Exercise brief: Format every one of the lines below as a Markdown table with the columns No. and Line, numbering each row and skipping any blank lines. Leave the pictures out of the table.

Task input:
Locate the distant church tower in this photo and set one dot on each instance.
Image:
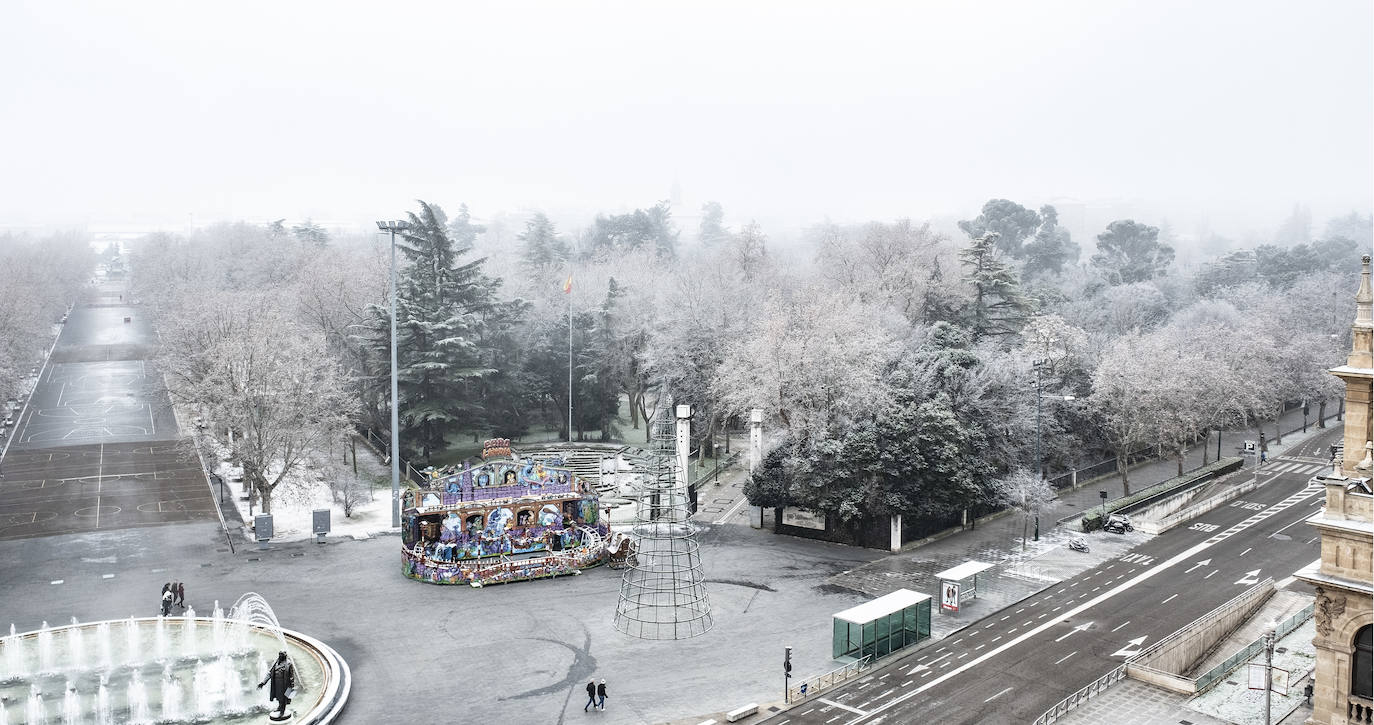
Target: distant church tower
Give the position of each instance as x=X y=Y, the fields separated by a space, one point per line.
x=1344 y=577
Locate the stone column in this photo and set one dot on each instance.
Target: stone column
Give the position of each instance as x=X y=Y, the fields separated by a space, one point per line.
x=683 y=444
x=756 y=459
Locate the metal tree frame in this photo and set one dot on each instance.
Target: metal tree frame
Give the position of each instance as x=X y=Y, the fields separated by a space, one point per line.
x=662 y=593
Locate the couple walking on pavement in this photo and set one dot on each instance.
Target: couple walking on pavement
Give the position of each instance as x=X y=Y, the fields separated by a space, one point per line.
x=172 y=593
x=595 y=695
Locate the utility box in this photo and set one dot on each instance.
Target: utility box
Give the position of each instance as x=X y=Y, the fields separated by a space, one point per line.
x=322 y=523
x=263 y=527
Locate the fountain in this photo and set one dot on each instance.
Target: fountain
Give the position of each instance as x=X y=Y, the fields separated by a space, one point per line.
x=187 y=670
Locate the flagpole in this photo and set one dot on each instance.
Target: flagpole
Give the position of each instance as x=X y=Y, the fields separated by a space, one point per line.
x=569 y=289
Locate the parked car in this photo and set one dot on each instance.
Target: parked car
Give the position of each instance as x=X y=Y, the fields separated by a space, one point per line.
x=1117 y=523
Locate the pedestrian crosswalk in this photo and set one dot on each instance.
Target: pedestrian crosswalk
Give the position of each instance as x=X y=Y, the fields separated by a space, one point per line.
x=1285 y=466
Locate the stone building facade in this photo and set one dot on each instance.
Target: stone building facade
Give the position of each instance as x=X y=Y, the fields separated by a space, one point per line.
x=1344 y=577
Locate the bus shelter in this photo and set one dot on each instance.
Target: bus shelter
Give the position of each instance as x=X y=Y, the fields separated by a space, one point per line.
x=959 y=584
x=882 y=626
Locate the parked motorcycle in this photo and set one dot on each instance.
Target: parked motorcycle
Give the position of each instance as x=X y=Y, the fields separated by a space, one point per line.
x=1117 y=523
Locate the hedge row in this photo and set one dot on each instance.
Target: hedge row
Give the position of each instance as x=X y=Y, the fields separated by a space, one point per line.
x=1093 y=521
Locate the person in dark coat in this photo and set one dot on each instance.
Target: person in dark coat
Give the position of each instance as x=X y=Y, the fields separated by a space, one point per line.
x=591 y=695
x=282 y=674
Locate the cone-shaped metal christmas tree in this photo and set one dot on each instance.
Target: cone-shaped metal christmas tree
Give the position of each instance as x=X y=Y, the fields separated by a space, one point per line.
x=662 y=595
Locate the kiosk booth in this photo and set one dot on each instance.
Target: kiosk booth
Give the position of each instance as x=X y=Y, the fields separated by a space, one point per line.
x=959 y=584
x=882 y=626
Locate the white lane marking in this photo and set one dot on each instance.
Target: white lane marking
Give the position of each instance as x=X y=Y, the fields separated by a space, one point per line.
x=1086 y=606
x=1289 y=526
x=998 y=695
x=842 y=706
x=731 y=510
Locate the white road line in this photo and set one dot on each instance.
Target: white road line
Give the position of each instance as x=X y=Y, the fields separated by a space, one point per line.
x=99 y=471
x=842 y=706
x=1289 y=526
x=998 y=695
x=1086 y=606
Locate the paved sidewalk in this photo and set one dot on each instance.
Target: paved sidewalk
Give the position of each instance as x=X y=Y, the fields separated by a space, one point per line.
x=1020 y=571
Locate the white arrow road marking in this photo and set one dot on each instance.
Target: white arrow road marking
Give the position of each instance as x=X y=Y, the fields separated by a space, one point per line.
x=1130 y=644
x=833 y=703
x=1075 y=630
x=998 y=695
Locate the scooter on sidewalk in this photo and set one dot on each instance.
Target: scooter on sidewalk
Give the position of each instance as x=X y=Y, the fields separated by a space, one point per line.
x=1117 y=523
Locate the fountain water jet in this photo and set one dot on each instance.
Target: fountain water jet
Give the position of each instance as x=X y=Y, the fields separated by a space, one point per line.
x=171 y=695
x=96 y=676
x=138 y=698
x=46 y=648
x=72 y=706
x=35 y=713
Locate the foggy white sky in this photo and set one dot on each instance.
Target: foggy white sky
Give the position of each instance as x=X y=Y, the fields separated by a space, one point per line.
x=149 y=111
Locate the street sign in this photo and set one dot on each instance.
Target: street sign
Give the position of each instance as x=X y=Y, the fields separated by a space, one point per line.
x=950 y=596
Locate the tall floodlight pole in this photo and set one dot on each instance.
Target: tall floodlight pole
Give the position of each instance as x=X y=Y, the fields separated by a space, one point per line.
x=396 y=427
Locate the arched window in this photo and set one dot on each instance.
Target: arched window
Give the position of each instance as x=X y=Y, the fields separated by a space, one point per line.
x=1362 y=673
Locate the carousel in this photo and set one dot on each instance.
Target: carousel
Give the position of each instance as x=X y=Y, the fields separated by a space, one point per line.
x=503 y=521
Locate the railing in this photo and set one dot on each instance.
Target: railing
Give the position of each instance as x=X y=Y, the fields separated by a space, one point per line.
x=1212 y=676
x=1064 y=706
x=830 y=679
x=1359 y=709
x=1094 y=688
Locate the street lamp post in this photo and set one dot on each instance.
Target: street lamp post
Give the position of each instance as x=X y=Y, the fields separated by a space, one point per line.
x=1268 y=668
x=1039 y=457
x=396 y=435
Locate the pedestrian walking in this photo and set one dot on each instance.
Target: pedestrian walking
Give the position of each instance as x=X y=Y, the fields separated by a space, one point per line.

Solution below:
| No. | Line |
|---|---|
| 1 | Locate the distant church tower in this photo and set one dot on each instance. |
| 2 | Image: |
| 3 | Target: distant church tower |
| 4 | Give the position of each instance as x=X y=Y, the fields separated by a space, one point per line. |
| 5 | x=1344 y=577 |
| 6 | Locate the stone column in this photo and set one dot on each instance. |
| 7 | Target: stone column |
| 8 | Give the position of each instance as x=X y=Y, the fields separated by a space, one point per line. |
| 9 | x=683 y=444 |
| 10 | x=756 y=459 |
| 11 | Locate the metal tree frame in this photo and set one dot on each instance. |
| 12 | Target: metal tree frame |
| 13 | Give the position of each instance as x=X y=Y, the fields separated by a space, one point per line. |
| 14 | x=662 y=593 |
| 15 | Locate the couple walking on pavement in this photo and set one dot on each instance. |
| 16 | Target: couple walking on pavement |
| 17 | Give the position of each instance as x=X y=Y, the fields separated by a space, one point per line. |
| 18 | x=172 y=593 |
| 19 | x=595 y=695 |
| 20 | Locate the utility box in this photo and set one dot on each instance. |
| 21 | Target: utility box |
| 22 | Give the position of each instance as x=X y=Y, the fields separated by a space, one point per line. |
| 23 | x=322 y=523 |
| 24 | x=263 y=527 |
| 25 | Locate the fountain in this photo and set one dot on each instance. |
| 26 | Target: fountain |
| 27 | Give the position of each instance as x=X y=Y, the fields separated by a space, one point per line. |
| 28 | x=187 y=670 |
| 29 | Locate the flagpole in this photo and set one dot on each instance. |
| 30 | Target: flagpole |
| 31 | Give the position of each instance as x=X y=Y, the fields separated by a space, one point per line. |
| 32 | x=569 y=289 |
| 33 | Locate the parked car in this photo and set one dot on each instance. |
| 34 | Target: parked car |
| 35 | Give the position of each instance as x=X y=Y, the fields separated by a space, one point per line. |
| 36 | x=1117 y=523 |
| 37 | Locate the pedestrian crosswalk in this photo and set one dot on each instance. |
| 38 | Target: pedestrian crosswalk |
| 39 | Give the position of each instance as x=X y=Y, the fields separated by a space, one point per line. |
| 40 | x=1285 y=466 |
| 41 | Locate the stone building facade in this photo and set one dot on each instance. |
| 42 | Target: stone building facade |
| 43 | Give the position of each instance as x=X y=Y, the fields separated by a space, one point per line. |
| 44 | x=1344 y=577 |
| 45 | Locate the bus shelter in this photo and set one dot on each instance. |
| 46 | Target: bus shelter |
| 47 | Give the position of each instance as x=X y=Y, the fields separated by a space, one point per line. |
| 48 | x=959 y=584 |
| 49 | x=882 y=626 |
| 50 | Locate the parked motorcycle in this photo and set one dot on each instance. |
| 51 | Target: parked motorcycle |
| 52 | Give the position of each instance as x=X y=Y, the fields separated by a space, one point per line. |
| 53 | x=1117 y=523 |
| 54 | Locate the hedge row in this photo and set one dot on each instance. |
| 55 | Target: hedge row |
| 56 | Give the position of each instance as x=X y=Y, the fields separated by a space, one point per line. |
| 57 | x=1093 y=521 |
| 58 | Locate the person in dark coat in this photo and set one dot on each instance. |
| 59 | Target: person in dark coat |
| 60 | Give the position of each instance as x=X y=Y, the fields separated by a space, one point per line. |
| 61 | x=591 y=695 |
| 62 | x=282 y=674 |
| 63 | Locate the cone-shaped metal christmas tree in this photo and set one dot on each instance. |
| 64 | Target: cone-shaped metal christmas tree |
| 65 | Give the position of each instance as x=X y=Y, the fields separated by a space, one point per line. |
| 66 | x=662 y=595 |
| 67 | Locate the kiosk booth in this photo and set one dot on each instance. |
| 68 | Target: kiosk booth |
| 69 | Give the position of each instance as x=X y=Y, the fields separated by a space, one point per line. |
| 70 | x=959 y=584 |
| 71 | x=882 y=626 |
| 72 | Locate the white lane marking in this photo and set one dot on each instance. |
| 73 | Target: white lane marking |
| 74 | Give the position of each instance as x=X y=Y, the fields separated by a space, one point per line. |
| 75 | x=1086 y=606 |
| 76 | x=1289 y=526 |
| 77 | x=998 y=695 |
| 78 | x=842 y=706 |
| 79 | x=731 y=510 |
| 80 | Locate the white road line in this photo and set one dot on each instance. |
| 81 | Target: white road line |
| 82 | Give the position of each instance as x=X y=Y, the fields separated by a space, one point per line. |
| 83 | x=99 y=471 |
| 84 | x=842 y=706 |
| 85 | x=1289 y=526 |
| 86 | x=998 y=695 |
| 87 | x=1086 y=606 |
| 88 | Locate the paved sidewalk in this photo and set one dot on each instance. |
| 89 | Target: paved sidewalk |
| 90 | Give the position of each instance as x=X y=Y, the fields separated by a space, one point per line. |
| 91 | x=1020 y=571 |
| 92 | Locate the white arrow road marking in this photo and set one dot on each instance. |
| 93 | Target: white arrow road marking |
| 94 | Give the position of each instance as x=X y=Y, the fields separated by a space, one point per line. |
| 95 | x=1130 y=644 |
| 96 | x=833 y=703 |
| 97 | x=1075 y=630 |
| 98 | x=998 y=695 |
| 99 | Locate the scooter on sidewalk in this photo and set one dot on each instance. |
| 100 | Target: scooter on sidewalk |
| 101 | Give the position of each instance as x=X y=Y, the fields separated by a space, one point per line. |
| 102 | x=1117 y=523 |
| 103 | Locate the fountain water jet in this photo and set one dot on each instance. |
| 104 | Target: fountain water jet |
| 105 | Give the position of each instance as x=X y=Y, the fields separated by a space, one point per line. |
| 106 | x=171 y=695 |
| 107 | x=96 y=676 |
| 108 | x=138 y=698 |
| 109 | x=46 y=648 |
| 110 | x=72 y=706 |
| 111 | x=35 y=713 |
| 112 | Locate the foggy white sky in this photo and set one dot on each instance. |
| 113 | Target: foggy white sky |
| 114 | Give the position of each instance as x=X y=Y, the fields separated by a space, one point per line. |
| 115 | x=149 y=111 |
| 116 | Locate the street sign in this photo and set one dot on each instance. |
| 117 | Target: street sign |
| 118 | Give the position of each instance as x=X y=Y, the fields separated by a space, one point per line. |
| 119 | x=950 y=596 |
| 120 | Locate the tall floodlight pole in this photo and set one dot on each instance. |
| 121 | Target: tall floodlight pole |
| 122 | Give the position of each instance as x=X y=Y, the fields separated by a space, one point per line. |
| 123 | x=396 y=427 |
| 124 | Locate the arched window in this photo and set one dot on each instance. |
| 125 | Target: arched window |
| 126 | Give the position of each instance as x=X y=Y, the fields separated by a space, one point per line. |
| 127 | x=1362 y=673 |
| 128 | Locate the carousel in this photo and set one dot on each instance. |
| 129 | Target: carousel |
| 130 | Give the position of each instance as x=X y=Y, the fields separated by a space, one point per line. |
| 131 | x=503 y=521 |
| 132 | Locate the railing in this photo and set one dot on each instance. |
| 133 | Target: railing |
| 134 | Give the position of each instance as x=X y=Y, the fields separated by a space, one point per line. |
| 135 | x=1212 y=676 |
| 136 | x=1064 y=706 |
| 137 | x=830 y=679 |
| 138 | x=1359 y=709 |
| 139 | x=1094 y=688 |
| 140 | Locate the street lamp post in this photo and set one dot on each instance. |
| 141 | Target: street lamp post |
| 142 | Give the position of each instance as x=X y=Y, the fields separated by a space, one point per line. |
| 143 | x=1268 y=668 |
| 144 | x=1039 y=457 |
| 145 | x=396 y=435 |
| 146 | Locate the pedestrian walking in this photo and set one dot on each instance. |
| 147 | Target: pedestrian walking |
| 148 | Give the position of each instance as x=X y=Y, the fields separated by a space, one point per line. |